EXCERPT =>

★ ★ ★ ★

The effect on my voice is exciting.  My students noticed it right away.  Every day gets better and I am itching to post something, but I am being patient and allowing the voice to heal totally. It is in fact getting quite easy to sing, but I perceive it is not yet beautiful enough for my taste.

My abstinence from wheat (gluten) and dairy is producing more than vocal benefits (I perceive gluten to be the main issue, but avoiding dairy seems prudent as well).  I used to have razor bumps and altogether chronic dry skin.  That is no longer the case.  My students both in Europe and New York notice a visible difference in my general appearance.  I have also noticed the disappearance of other toxins.

★ ★ ★ ★

DATA EXTRACTS =>
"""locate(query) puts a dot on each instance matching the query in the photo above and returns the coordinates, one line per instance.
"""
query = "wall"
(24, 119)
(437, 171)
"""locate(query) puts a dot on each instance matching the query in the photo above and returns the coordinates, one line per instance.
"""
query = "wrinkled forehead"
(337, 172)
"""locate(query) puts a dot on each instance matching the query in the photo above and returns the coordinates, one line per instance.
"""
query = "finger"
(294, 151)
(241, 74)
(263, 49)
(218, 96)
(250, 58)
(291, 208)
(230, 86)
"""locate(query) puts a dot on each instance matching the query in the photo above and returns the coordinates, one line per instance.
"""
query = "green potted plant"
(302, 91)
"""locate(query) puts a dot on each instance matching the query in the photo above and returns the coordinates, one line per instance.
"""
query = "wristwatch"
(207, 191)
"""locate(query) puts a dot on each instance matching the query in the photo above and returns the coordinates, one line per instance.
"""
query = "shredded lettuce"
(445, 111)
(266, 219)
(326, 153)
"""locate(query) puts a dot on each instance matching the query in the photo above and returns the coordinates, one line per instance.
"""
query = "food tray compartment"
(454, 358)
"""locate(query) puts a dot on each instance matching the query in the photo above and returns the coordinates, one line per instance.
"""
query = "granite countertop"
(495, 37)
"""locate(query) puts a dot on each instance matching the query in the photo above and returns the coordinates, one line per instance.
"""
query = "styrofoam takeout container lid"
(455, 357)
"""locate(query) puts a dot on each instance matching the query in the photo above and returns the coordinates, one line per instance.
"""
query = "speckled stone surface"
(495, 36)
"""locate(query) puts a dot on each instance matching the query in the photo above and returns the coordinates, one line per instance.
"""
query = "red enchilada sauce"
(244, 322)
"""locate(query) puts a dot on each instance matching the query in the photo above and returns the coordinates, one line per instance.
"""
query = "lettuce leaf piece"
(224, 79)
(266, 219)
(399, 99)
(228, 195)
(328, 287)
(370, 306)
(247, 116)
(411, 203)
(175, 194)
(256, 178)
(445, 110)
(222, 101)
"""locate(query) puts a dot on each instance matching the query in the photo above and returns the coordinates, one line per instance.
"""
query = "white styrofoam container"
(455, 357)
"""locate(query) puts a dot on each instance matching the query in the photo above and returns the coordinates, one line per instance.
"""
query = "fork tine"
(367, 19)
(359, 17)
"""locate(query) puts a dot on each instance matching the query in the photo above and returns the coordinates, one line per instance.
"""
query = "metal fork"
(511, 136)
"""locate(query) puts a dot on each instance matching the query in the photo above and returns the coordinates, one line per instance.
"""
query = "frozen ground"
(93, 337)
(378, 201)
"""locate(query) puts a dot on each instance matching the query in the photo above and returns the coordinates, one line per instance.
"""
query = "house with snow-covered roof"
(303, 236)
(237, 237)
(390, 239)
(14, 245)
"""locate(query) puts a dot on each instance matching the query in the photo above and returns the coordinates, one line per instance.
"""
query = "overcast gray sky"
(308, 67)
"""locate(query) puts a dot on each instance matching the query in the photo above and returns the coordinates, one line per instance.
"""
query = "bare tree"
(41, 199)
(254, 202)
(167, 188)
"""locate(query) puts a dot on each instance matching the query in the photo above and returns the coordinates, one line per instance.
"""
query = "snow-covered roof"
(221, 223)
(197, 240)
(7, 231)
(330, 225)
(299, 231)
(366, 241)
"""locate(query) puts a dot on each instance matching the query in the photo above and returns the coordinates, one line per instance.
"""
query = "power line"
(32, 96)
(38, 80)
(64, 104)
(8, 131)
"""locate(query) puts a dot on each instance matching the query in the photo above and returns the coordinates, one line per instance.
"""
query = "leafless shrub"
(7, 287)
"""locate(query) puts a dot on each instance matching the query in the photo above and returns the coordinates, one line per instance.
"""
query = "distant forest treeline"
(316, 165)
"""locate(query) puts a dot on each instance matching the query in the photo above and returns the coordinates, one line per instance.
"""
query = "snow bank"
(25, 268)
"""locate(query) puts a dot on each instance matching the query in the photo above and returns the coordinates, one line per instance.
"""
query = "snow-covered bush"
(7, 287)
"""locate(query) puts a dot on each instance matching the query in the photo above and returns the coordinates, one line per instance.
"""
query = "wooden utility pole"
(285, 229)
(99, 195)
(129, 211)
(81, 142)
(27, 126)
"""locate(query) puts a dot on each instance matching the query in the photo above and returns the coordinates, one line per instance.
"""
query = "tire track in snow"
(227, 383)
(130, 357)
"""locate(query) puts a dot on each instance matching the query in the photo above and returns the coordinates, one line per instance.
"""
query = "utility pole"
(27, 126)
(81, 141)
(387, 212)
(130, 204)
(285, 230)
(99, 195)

★ ★ ★ ★

WORK INSTRUCTION 1 =>
From the voice-and-diet post above, copy the stretch from "The effect on" through "for my taste." word for word.
WORK INSTRUCTION 2 =>
Continue the post about voice recovery and giving up wheat and dairy from where it stops.

FINAL ANSWER 1 =>
The effect on my voice is exciting.  My students noticed it right away.  Every day gets better and I am itching to post something, but I am being patient and allowing the voice to heal totally. It is in fact getting quite easy to sing, but I perceive it is not yet beautiful enough for my taste.

FINAL ANSWER 2 =>
I wrote in an early post on the main blog (can't seem to find it at the moment) at the beginning of my blogging, some three years ago, that great technique begins with great health.  I believe this more than ever.  To be able to wake up in the morning and know that I could sing if I had to is very encouraging.  I am beginning to truly feel the level of my technical achievements now that my folds are no longer so swollen and thickened with mucous on a daily basis.  The awful part is that I had been suffering from this for so long that I did not recognize it as so awful.  I kept assuming there was something else.  Indeed my chronically swollen folds is what gave the impression I was a bass-baritone.

I anticipate it will require more than two weeks for the effects of a lifetime of gluten poisoning to be completely eradicated.  I hope it will not be a lifetime.  It is also fun to demonstrate for my tenors especially in a way that gives them further confidence in what we are working on.

More to come!  I beg your patience with the clips! I have recorded one today that I felt wanted to post, but I do not want to give any disclaimers.  I want to put something out, preferably with piano accompaniment that is in performance mode.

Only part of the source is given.